Excerpt provided ->

Re: CPU stall, eventual host hang with BTRFS + NFS under heavy load

From: "J. Bruce Fields" <bfields@fieldses.org>
To: hedrick@rutgers.edu
Cc: Timothy Pearson <tpearson@raptorengineering.com>,
	Chuck Lever <chuck.lever@oracle.com>,
	linux-nfs <linux-nfs@vger.kernel.org>
Subject: Re: CPU stall, eventual host hang with BTRFS + NFS under heavy load
Date: Mon, 9 Aug 2021 14:30:29 -0400	[thread overview]
Message-ID: <20210809183029.GC8394@fieldses.org> (raw)
In-Reply-To: <2FEAFB26-C723-450D-A115-1D82841BBF73@rutgers.edu>

On Mon, Aug 09, 2021 at 01:15:33PM -0400, hedrick@rutgers.edu wrote:
> There seems to be a soft lockup message on the console, but that’s all
> I can find.
> 
> I’m currently considering whether it’s best to move to NFS 4.0, which
> seems not to cause the issue, or 4.2 with delegations disabled. This
> is the primary server for the department. If it fails, everything
> fails, VMs because read-only, user jobs fai, etc.
> 
> We ran for a year before this showed up, so I’m pretty sure going to
> 4.0 will fix it.

I thought you also upgraded the kernel at the same time?  (What were the
two kernels involved?)  So we don't know whether it's a new kernel bug,
or an NFSv4.2-specific bug, or something else.

> But I have use cases for ACLs that will only work
> with 4.2.

NFSv4 ACLs on the Linux server are the same in 4.0 and 4.2.

> Since the problem seems to be in the callback mechanism, and
> as far as I can tell that’s only used for delegations, I assume
> turning off delegations will fix it.

It could be.  Though I asked mainly as a way to help narrow down where
the problem is.

What you will do ->
1. Copy the NFS email word for word, starting at "On Mon, Aug" and continuing up to and including "jobs fai, etc.".
2. Translate this sentence from the NFS email into Spanish: "NFSv4 ACLs on the Linux server are the same in 4.0 and 4.2."

Material ->
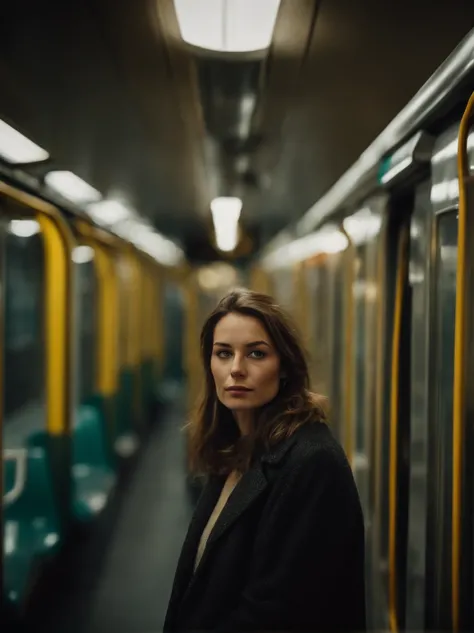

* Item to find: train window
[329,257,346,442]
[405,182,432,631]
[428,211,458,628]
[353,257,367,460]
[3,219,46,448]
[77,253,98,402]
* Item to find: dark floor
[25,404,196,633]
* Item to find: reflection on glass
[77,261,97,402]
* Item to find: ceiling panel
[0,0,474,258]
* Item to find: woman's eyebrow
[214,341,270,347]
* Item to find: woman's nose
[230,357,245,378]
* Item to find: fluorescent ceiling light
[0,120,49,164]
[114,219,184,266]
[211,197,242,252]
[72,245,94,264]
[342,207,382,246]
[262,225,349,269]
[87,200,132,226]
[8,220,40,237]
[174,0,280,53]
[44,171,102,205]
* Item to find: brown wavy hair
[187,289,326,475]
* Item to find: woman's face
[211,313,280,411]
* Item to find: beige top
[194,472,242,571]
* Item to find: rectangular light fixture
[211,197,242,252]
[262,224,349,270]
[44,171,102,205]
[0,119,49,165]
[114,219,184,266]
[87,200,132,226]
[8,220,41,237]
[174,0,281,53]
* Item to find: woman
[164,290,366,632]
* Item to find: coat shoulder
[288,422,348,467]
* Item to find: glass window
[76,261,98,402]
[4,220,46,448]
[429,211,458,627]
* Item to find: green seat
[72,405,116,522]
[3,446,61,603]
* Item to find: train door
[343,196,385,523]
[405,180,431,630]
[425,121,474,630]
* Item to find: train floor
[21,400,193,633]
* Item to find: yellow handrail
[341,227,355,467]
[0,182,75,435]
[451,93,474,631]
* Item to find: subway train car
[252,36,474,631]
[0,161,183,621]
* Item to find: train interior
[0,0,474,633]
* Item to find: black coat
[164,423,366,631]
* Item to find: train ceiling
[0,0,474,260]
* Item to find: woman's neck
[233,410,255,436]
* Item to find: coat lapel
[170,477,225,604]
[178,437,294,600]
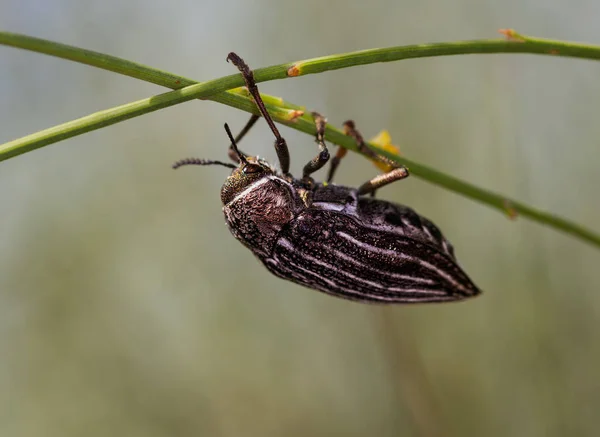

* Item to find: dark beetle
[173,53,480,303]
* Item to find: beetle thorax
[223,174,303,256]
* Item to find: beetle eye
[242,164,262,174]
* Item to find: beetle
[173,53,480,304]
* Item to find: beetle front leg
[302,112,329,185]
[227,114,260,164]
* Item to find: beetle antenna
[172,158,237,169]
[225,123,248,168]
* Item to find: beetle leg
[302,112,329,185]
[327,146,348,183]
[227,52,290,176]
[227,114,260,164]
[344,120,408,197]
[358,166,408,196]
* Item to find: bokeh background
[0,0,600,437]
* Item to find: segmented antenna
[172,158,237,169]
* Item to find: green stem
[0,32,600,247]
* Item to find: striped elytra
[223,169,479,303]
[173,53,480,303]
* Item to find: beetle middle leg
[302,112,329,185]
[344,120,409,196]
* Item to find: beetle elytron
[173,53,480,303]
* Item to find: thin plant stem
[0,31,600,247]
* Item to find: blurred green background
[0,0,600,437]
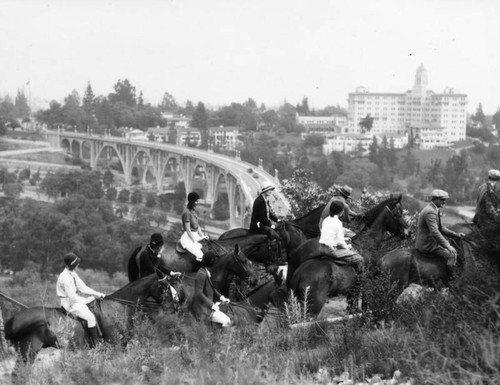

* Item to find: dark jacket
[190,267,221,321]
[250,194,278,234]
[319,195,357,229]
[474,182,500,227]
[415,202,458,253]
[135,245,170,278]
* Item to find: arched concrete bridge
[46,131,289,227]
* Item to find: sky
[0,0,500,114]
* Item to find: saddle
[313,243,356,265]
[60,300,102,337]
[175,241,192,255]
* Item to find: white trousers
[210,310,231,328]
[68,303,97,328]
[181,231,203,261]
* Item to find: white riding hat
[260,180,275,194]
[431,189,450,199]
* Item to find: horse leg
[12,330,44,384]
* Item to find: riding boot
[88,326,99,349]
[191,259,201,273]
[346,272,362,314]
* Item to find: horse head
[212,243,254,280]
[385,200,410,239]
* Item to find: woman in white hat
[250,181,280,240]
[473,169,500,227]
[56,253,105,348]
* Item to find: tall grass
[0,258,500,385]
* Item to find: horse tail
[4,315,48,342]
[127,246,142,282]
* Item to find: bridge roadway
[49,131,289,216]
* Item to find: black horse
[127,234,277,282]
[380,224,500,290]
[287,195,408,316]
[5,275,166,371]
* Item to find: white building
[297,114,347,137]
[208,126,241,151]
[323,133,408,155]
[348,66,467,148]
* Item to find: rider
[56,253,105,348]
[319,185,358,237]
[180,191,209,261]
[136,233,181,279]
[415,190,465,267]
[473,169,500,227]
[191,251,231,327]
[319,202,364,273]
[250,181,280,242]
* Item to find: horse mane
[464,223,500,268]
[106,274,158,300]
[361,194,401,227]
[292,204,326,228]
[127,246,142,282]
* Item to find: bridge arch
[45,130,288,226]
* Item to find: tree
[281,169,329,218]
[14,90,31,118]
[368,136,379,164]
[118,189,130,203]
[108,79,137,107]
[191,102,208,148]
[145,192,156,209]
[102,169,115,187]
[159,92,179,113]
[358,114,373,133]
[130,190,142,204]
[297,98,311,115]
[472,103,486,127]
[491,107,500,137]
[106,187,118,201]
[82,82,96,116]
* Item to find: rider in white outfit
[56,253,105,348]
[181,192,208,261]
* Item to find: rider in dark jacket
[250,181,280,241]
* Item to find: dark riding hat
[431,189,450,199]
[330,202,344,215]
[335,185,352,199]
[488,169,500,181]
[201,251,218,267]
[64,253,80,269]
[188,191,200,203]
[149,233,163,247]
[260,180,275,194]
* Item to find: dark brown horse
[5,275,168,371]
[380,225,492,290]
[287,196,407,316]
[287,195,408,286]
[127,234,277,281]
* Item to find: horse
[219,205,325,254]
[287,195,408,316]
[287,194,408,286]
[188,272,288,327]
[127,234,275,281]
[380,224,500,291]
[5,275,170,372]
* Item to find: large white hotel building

==

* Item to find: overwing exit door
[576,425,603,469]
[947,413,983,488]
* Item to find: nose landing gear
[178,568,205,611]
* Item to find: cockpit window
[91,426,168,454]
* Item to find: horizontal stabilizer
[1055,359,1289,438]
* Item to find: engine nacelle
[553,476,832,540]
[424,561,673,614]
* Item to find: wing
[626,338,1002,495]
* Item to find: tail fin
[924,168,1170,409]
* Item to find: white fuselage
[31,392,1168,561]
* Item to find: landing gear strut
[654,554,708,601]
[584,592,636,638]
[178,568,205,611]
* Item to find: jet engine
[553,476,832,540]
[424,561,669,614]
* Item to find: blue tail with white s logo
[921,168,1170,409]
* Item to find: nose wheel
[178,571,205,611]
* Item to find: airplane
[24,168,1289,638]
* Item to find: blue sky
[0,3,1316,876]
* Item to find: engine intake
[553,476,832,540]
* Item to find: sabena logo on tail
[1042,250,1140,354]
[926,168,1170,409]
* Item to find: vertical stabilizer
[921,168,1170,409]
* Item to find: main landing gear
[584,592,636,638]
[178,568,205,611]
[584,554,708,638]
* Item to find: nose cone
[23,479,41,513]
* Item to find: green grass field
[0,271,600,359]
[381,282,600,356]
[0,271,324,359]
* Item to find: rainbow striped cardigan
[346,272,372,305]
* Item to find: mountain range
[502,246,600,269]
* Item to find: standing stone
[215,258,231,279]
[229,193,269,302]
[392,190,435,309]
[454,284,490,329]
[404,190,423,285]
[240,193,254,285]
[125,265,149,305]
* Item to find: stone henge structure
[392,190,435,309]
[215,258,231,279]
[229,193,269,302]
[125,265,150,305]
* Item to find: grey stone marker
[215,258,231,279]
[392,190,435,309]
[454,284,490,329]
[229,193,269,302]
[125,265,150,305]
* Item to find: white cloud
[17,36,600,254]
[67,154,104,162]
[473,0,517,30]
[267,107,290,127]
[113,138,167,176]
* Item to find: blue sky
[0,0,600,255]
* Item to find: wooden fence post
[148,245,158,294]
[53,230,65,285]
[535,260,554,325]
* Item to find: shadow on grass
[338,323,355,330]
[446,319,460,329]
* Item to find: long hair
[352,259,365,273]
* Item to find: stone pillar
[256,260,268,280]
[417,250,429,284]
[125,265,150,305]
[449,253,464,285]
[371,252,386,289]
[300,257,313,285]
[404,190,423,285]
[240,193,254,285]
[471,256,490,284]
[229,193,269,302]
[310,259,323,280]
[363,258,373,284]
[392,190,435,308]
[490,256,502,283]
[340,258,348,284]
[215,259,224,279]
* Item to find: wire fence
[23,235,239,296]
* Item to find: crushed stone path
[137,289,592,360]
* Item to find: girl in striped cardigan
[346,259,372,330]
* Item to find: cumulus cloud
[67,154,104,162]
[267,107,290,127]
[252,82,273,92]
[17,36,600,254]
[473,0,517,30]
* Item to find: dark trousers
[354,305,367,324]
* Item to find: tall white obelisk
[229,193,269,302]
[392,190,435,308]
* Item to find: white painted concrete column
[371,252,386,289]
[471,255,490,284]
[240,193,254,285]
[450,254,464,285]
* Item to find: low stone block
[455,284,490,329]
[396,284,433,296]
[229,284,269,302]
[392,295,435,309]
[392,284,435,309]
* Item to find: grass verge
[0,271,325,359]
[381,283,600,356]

The results ->
1.
On Mon, Aug 09, 2021 at 01:15:33PM -0400, hedrick@rutgers.edu wrote:
> There seems to be a soft lockup message on the console, but that’s all
> I can find.
> 
> I’m currently considering whether it’s best to move to NFS 4.0, which
> seems not to cause the issue, or 4.2 with delegations disabled. This
> is the primary server for the department. If it fails, everything
> fails, VMs because read-only, user jobs fai, etc.

2. Las ACL de NFSv4 en el servidor Linux son las mismas en 4.0 y en 4.2.